-- start Exercise inputs --

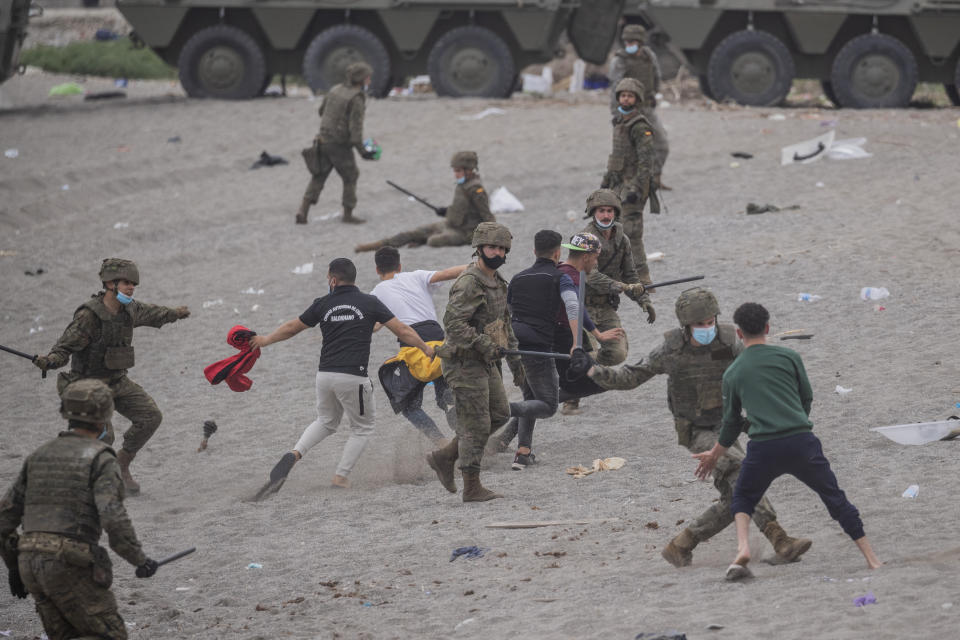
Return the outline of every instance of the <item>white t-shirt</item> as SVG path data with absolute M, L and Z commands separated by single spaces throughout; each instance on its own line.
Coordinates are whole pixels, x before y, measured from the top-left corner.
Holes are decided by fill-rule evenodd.
M 430 282 L 436 271 L 401 271 L 373 288 L 371 294 L 387 306 L 404 324 L 437 320 L 431 292 L 442 282 Z

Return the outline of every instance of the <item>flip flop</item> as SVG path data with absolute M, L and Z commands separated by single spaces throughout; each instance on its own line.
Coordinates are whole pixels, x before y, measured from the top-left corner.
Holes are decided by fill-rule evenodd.
M 745 580 L 746 578 L 752 577 L 753 572 L 750 571 L 749 567 L 736 563 L 727 567 L 727 573 L 724 575 L 727 582 L 737 582 L 738 580 Z

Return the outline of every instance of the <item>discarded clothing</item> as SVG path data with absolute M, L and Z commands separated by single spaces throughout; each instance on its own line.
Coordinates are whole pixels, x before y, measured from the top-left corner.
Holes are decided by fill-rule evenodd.
M 239 349 L 240 353 L 224 358 L 219 362 L 208 365 L 203 370 L 210 384 L 220 384 L 224 380 L 233 391 L 247 391 L 253 386 L 253 381 L 244 374 L 253 368 L 260 357 L 260 349 L 251 350 L 250 338 L 257 335 L 256 331 L 237 325 L 227 332 L 227 344 Z
M 266 151 L 260 153 L 260 158 L 250 165 L 251 169 L 259 169 L 260 167 L 272 167 L 278 164 L 290 164 L 285 159 L 280 156 L 271 156 Z
M 458 547 L 450 554 L 450 562 L 453 562 L 460 556 L 464 556 L 465 558 L 482 558 L 483 554 L 487 551 L 489 551 L 489 549 L 481 549 L 476 545 L 472 547 Z
M 768 213 L 772 211 L 795 211 L 800 208 L 798 204 L 792 204 L 789 207 L 778 207 L 775 204 L 757 204 L 755 202 L 747 203 L 747 215 L 757 213 Z

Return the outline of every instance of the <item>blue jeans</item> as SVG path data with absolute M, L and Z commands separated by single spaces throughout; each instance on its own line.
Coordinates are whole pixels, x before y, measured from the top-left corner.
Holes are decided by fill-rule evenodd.
M 852 540 L 864 536 L 860 512 L 837 484 L 819 438 L 809 432 L 776 440 L 751 440 L 740 466 L 730 511 L 734 515 L 753 516 L 754 507 L 770 484 L 785 473 L 816 491 L 830 516 Z

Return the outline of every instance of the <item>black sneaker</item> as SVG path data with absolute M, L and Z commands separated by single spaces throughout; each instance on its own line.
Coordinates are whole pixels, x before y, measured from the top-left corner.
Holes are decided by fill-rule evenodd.
M 510 465 L 510 468 L 514 471 L 523 471 L 532 464 L 535 464 L 537 461 L 537 456 L 534 455 L 533 451 L 524 455 L 522 453 L 517 453 L 513 456 L 513 464 Z

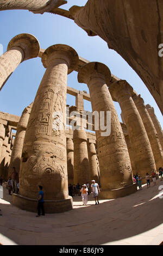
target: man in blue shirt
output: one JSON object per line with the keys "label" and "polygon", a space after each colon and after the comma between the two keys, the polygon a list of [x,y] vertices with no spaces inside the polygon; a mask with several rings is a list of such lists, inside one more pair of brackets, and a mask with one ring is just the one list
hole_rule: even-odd
{"label": "man in blue shirt", "polygon": [[42,211],[42,215],[45,215],[45,211],[43,208],[43,192],[42,191],[42,186],[39,186],[39,198],[38,198],[38,206],[37,206],[37,215],[36,217],[40,216],[41,209]]}

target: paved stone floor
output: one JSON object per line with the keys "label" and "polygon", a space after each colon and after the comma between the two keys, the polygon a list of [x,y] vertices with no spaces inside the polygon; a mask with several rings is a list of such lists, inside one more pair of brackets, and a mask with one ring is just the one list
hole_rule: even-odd
{"label": "paved stone floor", "polygon": [[[159,190],[162,185],[162,193]],[[159,193],[160,192],[160,194]],[[36,218],[12,205],[4,187],[0,199],[0,243],[2,245],[159,245],[163,241],[163,181],[156,186],[114,200],[92,196],[83,206],[74,197],[73,209]],[[163,196],[162,196],[163,197]]]}

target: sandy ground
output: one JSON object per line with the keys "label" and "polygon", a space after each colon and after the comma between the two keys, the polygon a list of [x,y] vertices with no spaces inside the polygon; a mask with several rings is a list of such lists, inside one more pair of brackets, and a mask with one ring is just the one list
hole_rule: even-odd
{"label": "sandy ground", "polygon": [[2,245],[144,245],[163,241],[163,198],[159,198],[163,181],[160,179],[148,189],[144,185],[141,191],[116,199],[100,199],[97,205],[91,195],[86,206],[83,206],[81,197],[76,196],[73,210],[39,218],[13,206],[4,185],[3,191]]}

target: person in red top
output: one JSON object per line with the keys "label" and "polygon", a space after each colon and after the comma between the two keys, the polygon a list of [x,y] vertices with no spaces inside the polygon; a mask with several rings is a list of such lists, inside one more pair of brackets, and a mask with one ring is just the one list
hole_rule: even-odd
{"label": "person in red top", "polygon": [[156,185],[156,174],[154,170],[153,170],[152,173],[152,178],[153,181],[154,186]]}
{"label": "person in red top", "polygon": [[17,183],[18,183],[18,173],[15,170],[15,168],[13,167],[13,172],[11,174],[12,193],[17,193]]}

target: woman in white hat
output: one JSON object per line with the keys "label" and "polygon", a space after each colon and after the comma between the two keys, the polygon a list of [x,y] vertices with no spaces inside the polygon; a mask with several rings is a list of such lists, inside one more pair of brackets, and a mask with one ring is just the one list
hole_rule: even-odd
{"label": "woman in white hat", "polygon": [[87,192],[88,189],[86,187],[86,184],[82,186],[82,188],[80,190],[82,192],[82,198],[83,201],[83,205],[86,205],[87,203]]}

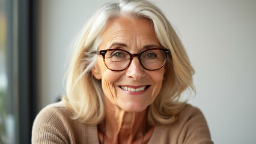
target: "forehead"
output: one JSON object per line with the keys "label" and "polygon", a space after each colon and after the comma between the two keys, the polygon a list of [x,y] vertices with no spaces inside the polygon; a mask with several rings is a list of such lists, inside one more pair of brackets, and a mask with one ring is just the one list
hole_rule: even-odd
{"label": "forehead", "polygon": [[148,19],[115,17],[109,21],[101,36],[105,46],[115,42],[129,46],[159,43],[154,26]]}

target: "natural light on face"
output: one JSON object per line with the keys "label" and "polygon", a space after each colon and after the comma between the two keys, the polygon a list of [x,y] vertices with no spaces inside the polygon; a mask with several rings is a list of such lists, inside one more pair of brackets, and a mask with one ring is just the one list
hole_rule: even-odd
{"label": "natural light on face", "polygon": [[[150,48],[160,47],[153,26],[146,19],[117,17],[112,19],[102,34],[102,43],[98,50],[118,49],[138,53]],[[99,55],[95,77],[102,79],[105,98],[127,112],[145,110],[158,95],[164,74],[164,68],[155,71],[144,69],[137,57],[130,65],[121,71],[111,71]]]}

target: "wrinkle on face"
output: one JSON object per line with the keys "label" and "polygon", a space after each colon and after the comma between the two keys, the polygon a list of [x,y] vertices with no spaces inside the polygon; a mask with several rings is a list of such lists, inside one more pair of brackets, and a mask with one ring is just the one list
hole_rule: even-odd
{"label": "wrinkle on face", "polygon": [[[133,25],[134,23],[136,25]],[[141,52],[145,46],[152,45],[160,47],[152,24],[147,19],[113,19],[108,23],[101,38],[99,50],[108,49],[114,43],[124,44],[114,45],[111,49],[124,49],[130,53]],[[153,103],[162,87],[163,68],[156,71],[147,70],[141,65],[137,57],[133,58],[127,69],[122,71],[109,70],[102,58],[98,59],[97,64],[101,71],[104,94],[113,104],[121,109],[129,107],[127,109],[139,109],[139,111],[144,110]],[[111,65],[108,67],[110,67]],[[150,85],[150,86],[144,94],[144,96],[137,97],[129,96],[118,87],[126,85]]]}

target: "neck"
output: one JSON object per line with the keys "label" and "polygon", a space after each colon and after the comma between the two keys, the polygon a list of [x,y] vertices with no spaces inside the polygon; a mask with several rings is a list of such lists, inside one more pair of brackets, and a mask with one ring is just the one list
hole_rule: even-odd
{"label": "neck", "polygon": [[113,105],[107,97],[105,100],[106,116],[101,127],[105,128],[105,141],[132,143],[142,140],[146,131],[147,109],[130,113]]}

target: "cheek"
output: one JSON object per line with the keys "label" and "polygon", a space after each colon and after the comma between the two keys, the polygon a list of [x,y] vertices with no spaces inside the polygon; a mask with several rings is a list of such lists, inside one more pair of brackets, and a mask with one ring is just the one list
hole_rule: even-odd
{"label": "cheek", "polygon": [[[154,73],[155,72],[155,73]],[[152,92],[151,95],[151,103],[154,100],[156,97],[159,94],[162,88],[162,84],[163,79],[163,71],[153,71],[150,75],[151,79],[154,81],[154,85],[153,86]]]}
{"label": "cheek", "polygon": [[116,103],[117,91],[115,82],[117,82],[121,74],[120,72],[111,71],[106,68],[105,64],[101,64],[102,85],[104,94],[112,103]]}

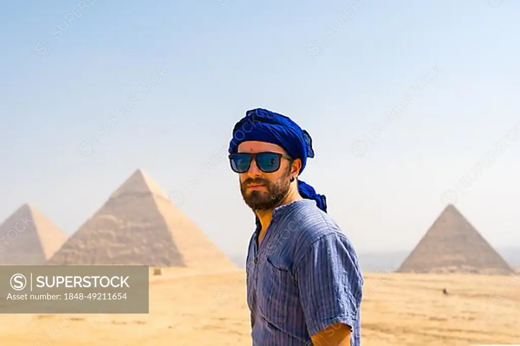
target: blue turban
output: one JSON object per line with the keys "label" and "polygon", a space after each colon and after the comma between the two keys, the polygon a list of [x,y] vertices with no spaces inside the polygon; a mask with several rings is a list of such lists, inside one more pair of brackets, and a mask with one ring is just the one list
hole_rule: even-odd
{"label": "blue turban", "polygon": [[[245,116],[235,125],[233,138],[229,152],[234,154],[238,145],[246,141],[258,141],[277,144],[294,158],[302,160],[303,171],[307,157],[314,157],[312,139],[308,132],[285,115],[262,108],[248,111]],[[302,180],[297,180],[298,192],[302,197],[314,199],[320,209],[327,212],[325,196],[316,193],[314,188]]]}

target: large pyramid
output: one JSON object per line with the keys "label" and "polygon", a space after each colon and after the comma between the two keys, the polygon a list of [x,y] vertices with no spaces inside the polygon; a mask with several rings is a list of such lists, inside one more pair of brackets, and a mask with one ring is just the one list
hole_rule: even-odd
{"label": "large pyramid", "polygon": [[47,263],[235,268],[140,169]]}
{"label": "large pyramid", "polygon": [[452,205],[445,208],[397,271],[499,275],[513,272]]}
{"label": "large pyramid", "polygon": [[43,264],[66,239],[35,207],[24,204],[0,224],[0,264]]}

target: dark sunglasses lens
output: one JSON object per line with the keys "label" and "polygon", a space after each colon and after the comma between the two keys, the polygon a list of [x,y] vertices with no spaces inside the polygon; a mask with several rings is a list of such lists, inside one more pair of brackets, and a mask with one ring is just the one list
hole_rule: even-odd
{"label": "dark sunglasses lens", "polygon": [[251,157],[248,154],[235,154],[231,157],[231,167],[236,172],[243,173],[249,169]]}
{"label": "dark sunglasses lens", "polygon": [[280,156],[276,154],[262,153],[256,156],[256,164],[264,172],[274,172],[280,168]]}

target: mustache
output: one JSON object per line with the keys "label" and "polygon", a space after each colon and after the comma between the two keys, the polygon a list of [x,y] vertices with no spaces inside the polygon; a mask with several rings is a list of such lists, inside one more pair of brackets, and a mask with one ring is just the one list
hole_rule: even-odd
{"label": "mustache", "polygon": [[264,185],[269,185],[269,180],[262,178],[248,178],[244,180],[244,182],[242,183],[242,184],[244,186],[246,186],[250,184],[264,184]]}

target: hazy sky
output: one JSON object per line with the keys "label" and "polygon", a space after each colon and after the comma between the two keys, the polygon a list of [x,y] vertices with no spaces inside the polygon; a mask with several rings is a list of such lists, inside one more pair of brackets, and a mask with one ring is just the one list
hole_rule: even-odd
{"label": "hazy sky", "polygon": [[71,233],[140,168],[243,252],[254,219],[215,155],[263,107],[310,133],[301,178],[358,251],[411,249],[448,190],[492,245],[520,244],[518,13],[512,0],[5,2],[0,219],[29,203]]}

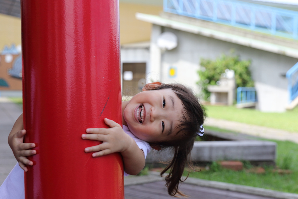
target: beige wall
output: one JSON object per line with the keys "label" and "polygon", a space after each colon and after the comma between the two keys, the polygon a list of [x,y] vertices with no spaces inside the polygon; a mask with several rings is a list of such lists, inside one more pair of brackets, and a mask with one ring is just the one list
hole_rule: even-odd
{"label": "beige wall", "polygon": [[0,14],[0,51],[4,45],[21,44],[21,19]]}
{"label": "beige wall", "polygon": [[121,44],[150,40],[151,24],[136,19],[136,13],[158,15],[161,6],[120,2],[120,41]]}

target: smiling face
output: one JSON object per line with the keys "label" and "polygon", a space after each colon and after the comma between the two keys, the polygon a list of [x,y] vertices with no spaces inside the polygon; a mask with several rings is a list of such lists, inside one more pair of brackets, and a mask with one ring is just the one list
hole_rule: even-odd
{"label": "smiling face", "polygon": [[183,107],[170,89],[145,90],[128,102],[123,116],[130,130],[147,142],[168,141],[176,137]]}

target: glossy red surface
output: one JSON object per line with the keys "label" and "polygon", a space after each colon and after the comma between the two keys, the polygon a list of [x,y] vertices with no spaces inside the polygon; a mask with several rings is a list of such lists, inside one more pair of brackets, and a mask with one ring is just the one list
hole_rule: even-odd
{"label": "glossy red surface", "polygon": [[84,149],[88,128],[122,124],[117,0],[21,1],[26,142],[36,144],[25,175],[32,198],[124,198],[118,153]]}

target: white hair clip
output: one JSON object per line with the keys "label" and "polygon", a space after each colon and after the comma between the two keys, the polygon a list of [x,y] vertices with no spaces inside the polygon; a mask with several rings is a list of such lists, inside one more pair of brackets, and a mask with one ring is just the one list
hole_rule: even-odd
{"label": "white hair clip", "polygon": [[197,134],[199,136],[203,136],[204,135],[204,127],[203,125],[200,127],[199,132],[197,132]]}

-- end Exercise inputs --

Written exercise – Shift every coordinate in the path data up by 41 and write out again every line of the entries above, from their start through the line containing "M 768 213 L", keeping all the wording that goes with each outline. Leave the pictures out of the answer.

Solution to this problem –
Return the outline of every instance of the <item>white t-shirt</item> as SVG path data with absolute M, L and Z commands separated by single spaces throughout; each instance on its own line.
Coordinates are whole pixels, x before y, measured from the top-left corner.
Holes are decided by fill-rule evenodd.
M 471 323 L 477 312 L 442 312 L 414 329 L 412 335 L 428 347 L 445 365 L 478 361 L 472 333 L 483 323 Z

Return the outline of every instance of the <item>flip flop</item> as SVG path data with absolute M, L and Z commands separated by single spaces throughout; each instance on its own line.
Coordinates are whole pixels, x before y, measured from the top-left corner.
Holes are decided by fill-rule evenodd.
M 786 621 L 787 619 L 793 618 L 794 613 L 791 612 L 790 608 L 777 604 L 768 608 L 768 614 L 765 616 L 768 623 L 778 623 L 779 621 Z

Return the outline of every instance of the <item>discarded clothing</item> as SVG path data with absolute M, L and Z commands separated by single spaces throughout; each instance on its own line.
Coordinates are whole pixels, x before y, measured from the top-left corner.
Holes are decided by fill-rule evenodd.
M 280 390 L 281 394 L 265 399 L 260 403 L 249 406 L 244 411 L 251 425 L 261 425 L 265 421 L 274 432 L 288 432 L 294 427 L 294 422 L 285 415 L 294 409 L 301 398 L 301 390 L 292 391 L 291 379 L 298 376 L 297 372 L 278 366 L 268 373 L 268 385 Z
M 307 192 L 301 194 L 301 199 L 291 206 L 292 210 L 300 210 L 301 208 L 313 208 L 319 205 L 331 205 L 326 200 L 321 197 L 312 197 Z
M 499 588 L 491 595 L 491 603 L 494 603 L 501 597 L 505 597 L 506 599 L 523 599 L 524 595 L 528 592 L 530 592 L 530 590 L 522 590 L 517 586 L 513 588 Z
M 809 254 L 813 252 L 836 252 L 841 249 L 839 245 L 833 245 L 830 248 L 819 248 L 816 245 L 798 245 L 796 243 L 788 244 L 788 256 L 798 254 Z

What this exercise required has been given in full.